Task —
Copy out the rows below, substituting "upper-left corner" for every occurrence of "top-left corner" and leaving everything else unchanged.
#####
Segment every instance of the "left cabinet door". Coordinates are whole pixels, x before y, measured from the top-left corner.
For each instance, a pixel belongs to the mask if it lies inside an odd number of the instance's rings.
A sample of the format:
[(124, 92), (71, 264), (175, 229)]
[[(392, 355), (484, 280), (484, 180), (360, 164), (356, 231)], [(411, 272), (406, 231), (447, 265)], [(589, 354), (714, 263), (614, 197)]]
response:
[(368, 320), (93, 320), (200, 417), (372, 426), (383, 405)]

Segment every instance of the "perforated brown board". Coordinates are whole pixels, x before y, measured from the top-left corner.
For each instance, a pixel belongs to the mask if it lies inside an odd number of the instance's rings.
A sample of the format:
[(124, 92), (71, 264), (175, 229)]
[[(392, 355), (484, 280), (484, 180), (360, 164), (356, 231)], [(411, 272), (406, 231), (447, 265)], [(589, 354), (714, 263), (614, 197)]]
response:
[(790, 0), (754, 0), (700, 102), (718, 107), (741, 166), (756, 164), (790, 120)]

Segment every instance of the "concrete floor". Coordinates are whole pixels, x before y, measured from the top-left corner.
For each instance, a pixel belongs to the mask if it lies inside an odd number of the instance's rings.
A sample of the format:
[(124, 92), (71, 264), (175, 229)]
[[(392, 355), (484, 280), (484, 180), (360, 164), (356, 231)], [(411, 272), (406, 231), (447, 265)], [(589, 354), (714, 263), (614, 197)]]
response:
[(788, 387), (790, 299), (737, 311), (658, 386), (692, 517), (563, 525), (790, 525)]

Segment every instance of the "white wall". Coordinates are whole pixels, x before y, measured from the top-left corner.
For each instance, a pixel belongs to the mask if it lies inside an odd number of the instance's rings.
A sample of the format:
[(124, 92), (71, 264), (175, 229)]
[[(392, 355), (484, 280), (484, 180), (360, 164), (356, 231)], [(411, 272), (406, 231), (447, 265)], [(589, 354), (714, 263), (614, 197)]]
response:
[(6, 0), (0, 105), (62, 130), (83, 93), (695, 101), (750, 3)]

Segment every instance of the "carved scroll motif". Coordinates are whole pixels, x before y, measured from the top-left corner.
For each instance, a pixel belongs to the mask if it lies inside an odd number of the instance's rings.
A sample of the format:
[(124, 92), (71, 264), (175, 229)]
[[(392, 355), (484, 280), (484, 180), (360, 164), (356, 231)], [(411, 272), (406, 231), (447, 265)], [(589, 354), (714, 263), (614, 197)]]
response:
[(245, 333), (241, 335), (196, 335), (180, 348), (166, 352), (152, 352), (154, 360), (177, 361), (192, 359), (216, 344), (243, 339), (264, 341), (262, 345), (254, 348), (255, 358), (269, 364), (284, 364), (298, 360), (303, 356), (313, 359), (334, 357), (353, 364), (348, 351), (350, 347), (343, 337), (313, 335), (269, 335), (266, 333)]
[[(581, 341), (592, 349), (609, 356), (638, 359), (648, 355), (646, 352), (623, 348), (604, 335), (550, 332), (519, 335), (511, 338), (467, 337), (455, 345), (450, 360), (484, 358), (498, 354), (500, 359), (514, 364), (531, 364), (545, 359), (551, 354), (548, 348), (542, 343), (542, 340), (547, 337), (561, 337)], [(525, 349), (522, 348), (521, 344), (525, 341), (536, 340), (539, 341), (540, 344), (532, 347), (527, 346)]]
#####
Output below —
Segment every instance of the "left cabinet door". Coordinates are whole pixels, x before y, measured from the upper-left corner.
For each instance, a pixel belongs to the mask if it lies inside an odd number of the instance's rings.
A sample of the format:
[(124, 92), (71, 264), (175, 229)]
[[(392, 355), (484, 280), (484, 180), (360, 164), (356, 231)], [(411, 272), (406, 231), (447, 265)], [(589, 354), (714, 263), (614, 197)]]
response:
[(368, 320), (93, 320), (200, 417), (372, 426), (383, 405)]

Segment every instance of the "perforated brown board". Coordinates are whole pixels, x before y, measured from the upper-left corner.
For each instance, a pixel belongs to the mask if it lies inside an odd number of the instance's rings.
A sample of the format:
[(124, 92), (71, 264), (175, 229)]
[[(392, 355), (484, 280), (484, 180), (360, 164), (356, 231)], [(411, 272), (406, 231), (447, 265)], [(589, 354), (714, 263), (614, 197)]]
response:
[(790, 0), (754, 0), (700, 102), (718, 107), (741, 166), (756, 164), (790, 120)]

Segment every instance of the "concrete floor". Coordinates are whole pixels, x before y, measured from the upper-left corner.
For each instance, a pixel belongs to the mask if it lies inside an odd number of the instance's rings.
A sample of the format:
[(124, 92), (71, 264), (175, 229)]
[[(392, 355), (484, 280), (484, 180), (360, 164), (356, 231)], [(411, 272), (406, 231), (447, 265)], [(589, 354), (714, 263), (614, 197)]]
response:
[(788, 387), (790, 299), (737, 311), (658, 386), (692, 517), (563, 525), (790, 525)]

Segment every instance of the "white wall". Coordinates are whole pixels, x before y, measured from the upper-left corner.
For each instance, a pixel belongs to the mask if it lies inside an odd number of the instance's rings.
A sample of the format:
[(124, 92), (71, 264), (175, 229)]
[[(392, 355), (484, 280), (484, 180), (360, 164), (356, 231)], [(411, 272), (406, 231), (447, 265)], [(589, 354), (714, 263), (614, 197)]]
response:
[(6, 0), (0, 105), (62, 130), (83, 93), (695, 101), (750, 3)]

Segment every instance of the "carved scroll motif". Coordinates are whole pixels, x before y, measured from the upper-left corner.
For each instance, a pixel belongs to the mask if it lies inside an odd number of the instance's rings.
A sample of the format:
[(124, 92), (71, 264), (175, 229)]
[[(392, 355), (484, 280), (484, 180), (360, 164), (356, 231)], [(411, 272), (406, 231), (447, 265)], [(589, 354), (714, 263), (614, 197)]]
response:
[(245, 333), (241, 335), (196, 335), (180, 348), (166, 352), (152, 352), (154, 360), (177, 361), (192, 359), (216, 344), (243, 339), (264, 341), (262, 345), (254, 348), (255, 358), (269, 364), (284, 364), (298, 360), (303, 356), (313, 359), (334, 357), (353, 364), (348, 351), (350, 347), (343, 337), (313, 335), (269, 335), (266, 333)]
[[(581, 341), (592, 349), (609, 356), (638, 359), (648, 355), (646, 352), (623, 348), (604, 335), (550, 332), (519, 335), (511, 338), (467, 337), (455, 345), (450, 360), (484, 358), (498, 354), (500, 359), (514, 364), (531, 364), (545, 359), (551, 354), (548, 348), (542, 343), (542, 340), (547, 337), (561, 337)], [(525, 349), (522, 348), (521, 344), (525, 341), (536, 340), (539, 341), (540, 344), (532, 347), (527, 346)]]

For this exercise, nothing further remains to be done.